GIVEN REQUEST 1: In the column on links between town and country, at what event did Ewen Cameron make his speech?

GIVEN PASSAGE:
==============================

John Sheard applauds some good common sense from Countryside Agency boss Ewen Cameron

NOW I have in the past been accused of being somewhat cynical. Quite recently, a correspondent to this column also accused me of "hating" Londoners. Both accusations, I assure you dear reader, are quite foundless.

    Elbolton
 Can this grow to love...
*
    Townscape
 ...this?
Just because I have a deep suspicion of the commitment of any politician or civil servant who happens to get handed a countryside brief does not mean I am cynical. Just because most Londoners wouldn't know wheat from a wheatear* does not mean I hate them.

But as someone who for many years has done his humble best to write about country matters in terms simple enough for the average townie to understand, I do sometimes despair: what else can you do when some city children do not know that milk comes from cows not bottles?

So this week, it came as something of a shock to find I had an ally in a top civil servant: Ewen Cameron, chairman of the Government's very own Countryside Agency, whose job is to make rural life better not just for country folk but for townies who come here to relax.

In a speech to the very heart blood of rural England - visitors and exhibitors at the Royal Agricultural Show in Warwickshire - Mr Cameron pledged the agency to "do its part to strengthen the links between town and country."

A key objective of that drive, he promised, would be "focused on the urban fringe where rural diversification into the recreational, health and local produce markets have the greatest potential to link town and country physically, socially and economically."

Now for us in the Yorkshire Dales, this is good news. Although much of our countryside is as close as you can get in England to out and out wilderness, we are surrounded on three sides by heavily built up areas: the old West Riding to the South, East Lancashire and Preston to the West, and the old heavy industrial towns of Teeside to the North East.

Whether we like it or not, millions of urban people in these areas look upon the Dales as their natural playground, to be enjoy by God-given right. And as foot and mouth demonstrated last year, the income they bring into the Dales is essential for the economic survival of rural folk.

Ewen Cameron's plans - if, of course, they get Government funding - will include a drive to educate towns folk that, if they want this playground to survive, they must pay for it in more ways than direct taxation.

This will mean explaining that farming and rural conservation go hand in hand: you can't have one without the other. So, the message will go, if you want to support the countryside, next time you are in the supermarket, shell out a few more coppers for high quality, locally produced food.

In return, perhaps they can also teach the minority of badly behaved townies a few of the simple rules of country life, like not leaving litter, closing gates, keeping dogs of leads etc etc.

With farming going through its greatest turmoil in seventy years, rural business just getting off its knees after FMD, and most rural services under threat from lack of use, country folk need to co-exist in peace with our urban cousins. We may not always like it but in today's changing world, we must lump it at least.

So I wish the Countryside Agency every success is it new project. I shall, however, watch progress with a somewhat sceptical eye.

*A wheatear is a bird - not a cereal!

==============================

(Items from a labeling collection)
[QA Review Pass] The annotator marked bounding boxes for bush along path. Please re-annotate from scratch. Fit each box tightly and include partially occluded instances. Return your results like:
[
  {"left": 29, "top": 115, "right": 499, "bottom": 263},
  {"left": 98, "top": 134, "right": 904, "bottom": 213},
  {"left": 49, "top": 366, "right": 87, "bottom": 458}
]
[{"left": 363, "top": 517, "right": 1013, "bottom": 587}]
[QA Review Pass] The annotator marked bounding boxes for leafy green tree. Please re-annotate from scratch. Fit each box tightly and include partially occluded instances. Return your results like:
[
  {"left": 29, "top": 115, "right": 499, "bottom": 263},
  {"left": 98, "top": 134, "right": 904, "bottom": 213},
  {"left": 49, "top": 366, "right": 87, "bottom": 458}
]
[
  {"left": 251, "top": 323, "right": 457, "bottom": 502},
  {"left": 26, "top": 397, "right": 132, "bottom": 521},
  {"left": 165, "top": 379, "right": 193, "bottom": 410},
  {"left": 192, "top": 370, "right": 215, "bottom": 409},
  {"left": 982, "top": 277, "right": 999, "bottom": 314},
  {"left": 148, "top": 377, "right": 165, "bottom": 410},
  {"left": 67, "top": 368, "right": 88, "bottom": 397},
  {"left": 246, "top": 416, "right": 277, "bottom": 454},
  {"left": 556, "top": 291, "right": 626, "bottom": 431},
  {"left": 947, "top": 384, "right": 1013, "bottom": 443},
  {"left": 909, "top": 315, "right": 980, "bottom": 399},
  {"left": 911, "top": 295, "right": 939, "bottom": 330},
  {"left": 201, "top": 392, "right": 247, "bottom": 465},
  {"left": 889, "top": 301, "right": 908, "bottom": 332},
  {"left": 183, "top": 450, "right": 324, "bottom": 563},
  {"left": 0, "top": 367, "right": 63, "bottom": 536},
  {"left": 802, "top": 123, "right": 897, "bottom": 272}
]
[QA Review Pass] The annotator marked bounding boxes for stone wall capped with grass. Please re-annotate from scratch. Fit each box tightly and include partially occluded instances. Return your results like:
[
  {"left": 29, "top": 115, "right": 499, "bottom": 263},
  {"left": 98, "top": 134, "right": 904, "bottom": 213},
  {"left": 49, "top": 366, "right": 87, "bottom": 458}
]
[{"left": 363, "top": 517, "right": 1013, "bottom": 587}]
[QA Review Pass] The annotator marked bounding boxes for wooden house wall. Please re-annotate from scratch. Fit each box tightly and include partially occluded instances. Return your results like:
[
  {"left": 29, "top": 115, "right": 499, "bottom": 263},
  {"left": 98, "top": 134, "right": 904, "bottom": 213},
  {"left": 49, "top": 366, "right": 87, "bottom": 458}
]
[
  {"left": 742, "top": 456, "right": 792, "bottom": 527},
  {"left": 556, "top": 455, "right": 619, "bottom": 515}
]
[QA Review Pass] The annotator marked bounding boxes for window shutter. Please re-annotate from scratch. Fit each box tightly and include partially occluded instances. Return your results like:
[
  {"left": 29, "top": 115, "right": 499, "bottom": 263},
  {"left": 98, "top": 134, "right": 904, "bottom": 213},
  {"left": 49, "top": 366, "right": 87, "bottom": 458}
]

==============================

GIVEN REQUEST 2: Which lines of the listing above contain the string "wall"? Report each of them in full.

FULL RESPONSE 1: At the Royal Agricultural Show in Warwickshire.

FULL RESPONSE 2:
[QA Review Pass] The annotator marked bounding boxes for stone wall capped with grass. Please re-annotate from scratch. Fit each box tightly and include partially occluded instances. Return your results like:
[QA Review Pass] The annotator marked bounding boxes for wooden house wall. Please re-annotate from scratch. Fit each box tightly and include partially occluded instances. Return your results like:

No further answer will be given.